Data for this exercise =>
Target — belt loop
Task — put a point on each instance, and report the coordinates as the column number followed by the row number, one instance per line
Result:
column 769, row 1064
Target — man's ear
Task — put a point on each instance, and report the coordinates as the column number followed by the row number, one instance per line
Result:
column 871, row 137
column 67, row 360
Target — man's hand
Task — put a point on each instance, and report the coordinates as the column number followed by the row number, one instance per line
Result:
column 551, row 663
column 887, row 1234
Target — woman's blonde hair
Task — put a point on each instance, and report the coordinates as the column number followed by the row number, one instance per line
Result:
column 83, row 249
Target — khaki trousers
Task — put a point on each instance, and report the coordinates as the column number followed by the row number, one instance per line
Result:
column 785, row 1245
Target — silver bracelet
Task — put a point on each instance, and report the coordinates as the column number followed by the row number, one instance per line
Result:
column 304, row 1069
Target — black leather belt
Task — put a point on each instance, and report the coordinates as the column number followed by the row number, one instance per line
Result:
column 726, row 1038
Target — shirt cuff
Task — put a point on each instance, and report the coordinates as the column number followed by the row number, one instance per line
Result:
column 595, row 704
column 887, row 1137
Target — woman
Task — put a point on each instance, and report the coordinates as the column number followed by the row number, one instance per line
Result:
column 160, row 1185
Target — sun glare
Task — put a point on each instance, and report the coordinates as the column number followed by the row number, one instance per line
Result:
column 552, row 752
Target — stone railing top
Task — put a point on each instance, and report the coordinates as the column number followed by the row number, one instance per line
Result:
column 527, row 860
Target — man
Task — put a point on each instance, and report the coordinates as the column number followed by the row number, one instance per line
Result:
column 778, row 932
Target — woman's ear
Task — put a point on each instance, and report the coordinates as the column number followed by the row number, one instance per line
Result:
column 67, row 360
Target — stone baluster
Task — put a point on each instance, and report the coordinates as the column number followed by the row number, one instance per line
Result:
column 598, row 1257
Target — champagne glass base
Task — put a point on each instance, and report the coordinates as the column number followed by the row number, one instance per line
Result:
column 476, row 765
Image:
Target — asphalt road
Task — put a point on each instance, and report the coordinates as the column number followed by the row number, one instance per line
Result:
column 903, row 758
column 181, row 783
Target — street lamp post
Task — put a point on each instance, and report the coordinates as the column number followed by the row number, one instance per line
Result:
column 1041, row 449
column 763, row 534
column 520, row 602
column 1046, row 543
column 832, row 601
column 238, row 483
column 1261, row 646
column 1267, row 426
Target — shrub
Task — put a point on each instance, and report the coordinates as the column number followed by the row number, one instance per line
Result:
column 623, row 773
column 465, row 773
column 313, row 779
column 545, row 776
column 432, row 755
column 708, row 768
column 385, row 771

Task =>
Having read the records above, reproduce each one exactly.

Response for this exercise =>
Target — belt loop
Task — put a point on each instance, and report the coordinates as the column number followed by the row number, one instance per line
Result:
column 769, row 1064
Target — man's ear
Task — put a point on each instance, and report the coordinates as the column number followed by the row number, one instance per line
Result:
column 871, row 137
column 67, row 360
Target — man's hand
Task — put a point on each instance, and report the coordinates as the column number followed by the row number, one instance per line
Result:
column 551, row 663
column 887, row 1234
Target — woman's blonde hair
Task — put a point on each instance, and report the coordinates as the column number followed by the row number, one instance per line
Result:
column 83, row 249
Target — khaki trousers
Task — put a point on each instance, and report the coordinates as the column number followed by the row number, one instance per line
Result:
column 785, row 1245
Target — silver bracelet
Task — put a point on each instance, and report the coordinates as the column number followed by the row number, one instance per line
Result:
column 304, row 1069
Target — black leather belt
Task — put a point on each instance, and report the coordinates as the column number followed by the row number, one instance per line
Result:
column 726, row 1038
Target — shirt cuff
Task — put a point on each instance, and report the coordinates as the column number followed by the row number, one instance per line
Result:
column 595, row 704
column 887, row 1137
Target — woman
Task — put a point on each instance, and report the coordinates as the column number followed by the row number, one instance per line
Result:
column 160, row 1185
Target — sun glare
Task — put a point on each instance, and report the coordinates as the column number followed by the row number, one instance per line
Result:
column 552, row 752
Target — stone railing top
Task — put a point on each instance, and report the coordinates as the column number followed by the row number, one instance per line
Result:
column 527, row 860
Target — man
Task — put a point on each instance, and report the coordinates as the column number followed by the row number, one instance per line
Result:
column 778, row 932
Target — woman's ear
Task — put a point on each instance, and report the coordinates as the column number followed by the row number, one instance per line
Result:
column 67, row 360
Target — stone baluster
Task — put a point on each instance, and report the coordinates as the column number followed by the row number, one instance per line
Result:
column 598, row 1257
Target — champagne glass base
Task — put a point on each instance, and report the coordinates as the column number followed by the row number, one instance per line
Result:
column 476, row 765
Image:
Target — asphalt road
Task — put a point on each instance, and report the coordinates as the column number followed by the row number, one instance per line
Result:
column 903, row 758
column 181, row 783
Target — street lamp post
Task — put a point on each instance, and report the coordinates as the column number followed by the row number, one instance per line
Result:
column 1041, row 449
column 763, row 534
column 520, row 602
column 1046, row 543
column 832, row 601
column 238, row 483
column 1261, row 646
column 1267, row 426
Target — shrub
Task — put a point on each instance, and report the coordinates as the column number followed by the row number, one instance per line
Result:
column 623, row 773
column 465, row 773
column 313, row 779
column 545, row 776
column 432, row 755
column 708, row 768
column 385, row 771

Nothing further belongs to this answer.